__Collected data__

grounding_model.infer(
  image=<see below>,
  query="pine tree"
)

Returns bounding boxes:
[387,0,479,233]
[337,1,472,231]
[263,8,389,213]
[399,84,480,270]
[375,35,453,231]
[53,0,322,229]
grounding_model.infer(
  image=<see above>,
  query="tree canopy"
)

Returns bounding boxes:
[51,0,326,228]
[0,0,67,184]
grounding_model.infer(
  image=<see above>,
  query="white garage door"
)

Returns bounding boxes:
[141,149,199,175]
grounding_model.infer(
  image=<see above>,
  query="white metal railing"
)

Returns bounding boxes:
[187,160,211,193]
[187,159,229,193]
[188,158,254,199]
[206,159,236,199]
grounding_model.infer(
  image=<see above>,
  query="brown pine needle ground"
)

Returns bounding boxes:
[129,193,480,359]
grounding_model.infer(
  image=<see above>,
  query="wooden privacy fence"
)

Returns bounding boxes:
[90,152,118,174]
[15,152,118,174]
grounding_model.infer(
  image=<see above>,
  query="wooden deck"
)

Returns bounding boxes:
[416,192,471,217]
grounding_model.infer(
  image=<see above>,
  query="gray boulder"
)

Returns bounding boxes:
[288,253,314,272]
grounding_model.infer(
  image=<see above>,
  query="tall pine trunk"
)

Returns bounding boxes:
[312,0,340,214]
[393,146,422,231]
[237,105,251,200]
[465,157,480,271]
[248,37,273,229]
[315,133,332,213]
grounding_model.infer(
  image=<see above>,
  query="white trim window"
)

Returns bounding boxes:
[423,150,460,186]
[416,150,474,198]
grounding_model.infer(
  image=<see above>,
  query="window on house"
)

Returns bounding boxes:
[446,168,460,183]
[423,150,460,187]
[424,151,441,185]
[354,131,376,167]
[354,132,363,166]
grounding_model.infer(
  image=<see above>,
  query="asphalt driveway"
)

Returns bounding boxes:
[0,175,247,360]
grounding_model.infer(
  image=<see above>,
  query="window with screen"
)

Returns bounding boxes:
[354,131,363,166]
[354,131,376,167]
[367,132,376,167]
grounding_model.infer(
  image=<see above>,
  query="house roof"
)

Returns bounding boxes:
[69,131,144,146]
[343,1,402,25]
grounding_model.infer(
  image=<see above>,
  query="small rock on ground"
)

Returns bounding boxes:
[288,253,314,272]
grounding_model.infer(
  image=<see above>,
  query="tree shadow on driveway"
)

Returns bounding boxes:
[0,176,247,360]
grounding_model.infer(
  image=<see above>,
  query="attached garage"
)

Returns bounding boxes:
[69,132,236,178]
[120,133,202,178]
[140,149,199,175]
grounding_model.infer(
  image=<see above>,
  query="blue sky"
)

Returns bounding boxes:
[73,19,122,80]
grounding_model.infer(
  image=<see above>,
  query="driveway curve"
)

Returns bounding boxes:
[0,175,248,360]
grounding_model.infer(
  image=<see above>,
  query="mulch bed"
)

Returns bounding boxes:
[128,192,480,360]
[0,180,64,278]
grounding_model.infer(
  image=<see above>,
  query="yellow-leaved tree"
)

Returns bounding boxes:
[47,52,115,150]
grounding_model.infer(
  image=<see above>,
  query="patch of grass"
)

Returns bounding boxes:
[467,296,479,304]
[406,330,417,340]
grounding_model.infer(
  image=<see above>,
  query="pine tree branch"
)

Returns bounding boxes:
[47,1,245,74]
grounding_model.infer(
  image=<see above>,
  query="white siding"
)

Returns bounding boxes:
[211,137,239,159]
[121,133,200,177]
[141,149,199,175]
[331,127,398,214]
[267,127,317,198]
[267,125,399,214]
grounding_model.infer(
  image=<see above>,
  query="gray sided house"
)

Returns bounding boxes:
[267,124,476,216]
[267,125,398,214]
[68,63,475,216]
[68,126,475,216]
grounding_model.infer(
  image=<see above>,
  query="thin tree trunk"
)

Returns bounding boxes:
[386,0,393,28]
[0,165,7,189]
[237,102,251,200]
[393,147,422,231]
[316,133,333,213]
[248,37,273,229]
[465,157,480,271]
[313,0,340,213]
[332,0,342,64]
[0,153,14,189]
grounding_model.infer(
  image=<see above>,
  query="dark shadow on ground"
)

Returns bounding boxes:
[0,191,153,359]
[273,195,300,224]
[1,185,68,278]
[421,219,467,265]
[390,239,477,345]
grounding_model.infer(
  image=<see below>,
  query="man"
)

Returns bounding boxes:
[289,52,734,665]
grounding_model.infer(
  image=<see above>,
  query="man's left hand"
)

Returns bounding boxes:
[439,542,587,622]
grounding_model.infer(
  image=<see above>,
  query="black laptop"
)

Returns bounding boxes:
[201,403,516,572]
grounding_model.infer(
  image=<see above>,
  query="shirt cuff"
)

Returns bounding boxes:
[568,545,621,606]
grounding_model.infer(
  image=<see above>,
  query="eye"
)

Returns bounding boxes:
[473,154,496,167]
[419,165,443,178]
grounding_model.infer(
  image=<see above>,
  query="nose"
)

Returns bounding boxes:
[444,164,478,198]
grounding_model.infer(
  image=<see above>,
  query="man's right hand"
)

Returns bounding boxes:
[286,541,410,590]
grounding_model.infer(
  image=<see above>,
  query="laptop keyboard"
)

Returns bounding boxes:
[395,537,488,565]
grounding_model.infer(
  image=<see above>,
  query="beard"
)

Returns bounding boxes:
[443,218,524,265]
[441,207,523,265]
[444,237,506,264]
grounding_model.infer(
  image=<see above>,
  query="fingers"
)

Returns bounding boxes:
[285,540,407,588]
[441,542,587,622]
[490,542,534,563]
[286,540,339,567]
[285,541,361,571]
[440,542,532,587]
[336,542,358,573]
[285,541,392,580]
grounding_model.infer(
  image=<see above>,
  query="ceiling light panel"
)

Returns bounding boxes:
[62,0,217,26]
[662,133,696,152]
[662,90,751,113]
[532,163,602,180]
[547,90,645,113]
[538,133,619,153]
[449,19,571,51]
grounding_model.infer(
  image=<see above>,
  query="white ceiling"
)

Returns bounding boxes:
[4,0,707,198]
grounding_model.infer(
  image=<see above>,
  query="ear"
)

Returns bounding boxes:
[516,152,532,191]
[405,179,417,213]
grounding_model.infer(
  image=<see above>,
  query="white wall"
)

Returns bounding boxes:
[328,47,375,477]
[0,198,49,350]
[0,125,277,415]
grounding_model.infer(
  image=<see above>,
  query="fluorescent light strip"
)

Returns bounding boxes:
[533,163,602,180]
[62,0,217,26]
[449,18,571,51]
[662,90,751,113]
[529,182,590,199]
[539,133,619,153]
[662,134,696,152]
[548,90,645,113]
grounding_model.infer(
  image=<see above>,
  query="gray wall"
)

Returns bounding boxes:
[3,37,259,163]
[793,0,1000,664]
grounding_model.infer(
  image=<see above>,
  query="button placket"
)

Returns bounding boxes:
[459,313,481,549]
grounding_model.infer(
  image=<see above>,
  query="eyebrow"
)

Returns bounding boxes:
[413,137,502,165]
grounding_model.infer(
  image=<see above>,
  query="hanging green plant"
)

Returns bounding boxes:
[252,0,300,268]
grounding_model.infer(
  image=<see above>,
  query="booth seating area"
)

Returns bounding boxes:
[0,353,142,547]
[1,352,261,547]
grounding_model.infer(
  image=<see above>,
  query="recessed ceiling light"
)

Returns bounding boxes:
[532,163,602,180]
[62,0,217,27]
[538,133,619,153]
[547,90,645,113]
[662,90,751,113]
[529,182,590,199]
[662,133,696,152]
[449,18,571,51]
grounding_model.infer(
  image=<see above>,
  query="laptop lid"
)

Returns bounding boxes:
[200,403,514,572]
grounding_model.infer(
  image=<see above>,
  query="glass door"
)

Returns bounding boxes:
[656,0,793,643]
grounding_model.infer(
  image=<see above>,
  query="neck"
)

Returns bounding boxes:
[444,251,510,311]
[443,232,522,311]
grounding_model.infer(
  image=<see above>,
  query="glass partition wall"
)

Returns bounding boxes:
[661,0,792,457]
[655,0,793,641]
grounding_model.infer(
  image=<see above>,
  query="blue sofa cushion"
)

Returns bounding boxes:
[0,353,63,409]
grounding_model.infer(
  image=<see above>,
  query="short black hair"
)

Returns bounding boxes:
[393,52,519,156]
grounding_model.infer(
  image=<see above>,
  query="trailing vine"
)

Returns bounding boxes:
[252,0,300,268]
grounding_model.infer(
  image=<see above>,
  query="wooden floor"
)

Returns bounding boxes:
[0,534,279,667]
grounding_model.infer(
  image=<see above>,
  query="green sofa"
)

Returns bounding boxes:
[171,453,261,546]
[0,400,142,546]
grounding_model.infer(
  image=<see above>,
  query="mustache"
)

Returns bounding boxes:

__Work instructions__
If a line in the records holds the word "sofa", count it, then give only the total.

__Task solution__
2